Roupas rasgadas, persona cambiante - Artemísia #36
O que me servia se rompe à força, o que não tem mais utilidade se perde
“Se entre as opções há um sabor que não conheço, é aquele que eu peço, mesmo que seja para não gostar.”
Uma amiga brasileira proferiu a frase acima essa semana, enquanto tomávamos café no terraço de um teatro no centro de Medellín. A frase resumiu bem o espírito viajante curioso que também me move pelas estradas sul-americanas há dois meses, e que parece um mantra a quem coloca a mochila nas costas para desbravar o mundo — e, por consequência, a si mesmo.
Da experimentação de coisas novas só existe um risco: o de mudar muito de ideia, de gostos, de direção. Estou pagando o preço e vivendo essas alterações vertiginosas, acompanhada por muitos viajantes que também não sabem muito bem onde vão aportar na semana que vem. Sozinha não estou, embora habitar essa incerteza em meio a roupas constantemente rasgadas me cause desconforto.
O Inconsciente é onipresente e, enquanto durmo, gosta de desenhar o que ocorre para ver se assim eu volto a prestar atenção à linguagem dos meus sonhos. É que é tanta novidade do lado de fora que é fácil se distrair e voltar ao concreto.
Sonho que minhas roupas rasgam. Não satisfeito, o Inconsciente consuma os rompimentos de persona na vida “real”. Não conto mais o tanto de peças que já se perderam no caminho ou que se romperam, me obrigando a descartá-las. Perdi uma calça super cara e de ótima qualidade em Iquitos — o que achei risível porque, quando a lavei, no segundo dia na cidade, pensei: “a partir de agora nem vou mais usá-la, porque ela é quente demais”. A vida se encarregou do resto. Poupa espaço na mochila.
Manchadas, rasgadas e perdidas, minhas roupas escancaram que estou reformando minha persona — isto é, a forma com que me apresento ao mundo. O que cabia já não cabe mais e se rompe à força. Ciclos. É a Vida.

• _Linhas_

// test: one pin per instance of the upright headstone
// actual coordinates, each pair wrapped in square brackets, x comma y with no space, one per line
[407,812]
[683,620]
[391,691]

• _Instruções da tarefa_
Transcreva do trecho da página, sem alterar nada, a parte que vai de "O Inconsciente é" até "espaço na mochila.". As linhas não têm nenhuma relação com o trecho da página.

• _Resposta escrita_
O Inconsciente é onipresente e, enquanto durmo, gosta de desenhar o que ocorre para ver se assim eu volto a prestar atenção à linguagem dos meus sonhos. É que é tanta novidade do lado de fora que é fácil se distrair e voltar ao concreto.
Sonho que minhas roupas rasgam. Não satisfeito, o Inconsciente consuma os rompimentos de persona na vida “real”. Não conto mais o tanto de peças que já se perderam no caminho ou que se romperam, me obrigando a descartá-las. Perdi uma calça super cara e de ótima qualidade em Iquitos — o que achei risível porque, quando a lavei, no segundo dia na cidade, pensei: “a partir de agora nem vou mais usá-la, porque ela é quente demais”. A vida se encarregou do resto. Poupa espaço na mochila.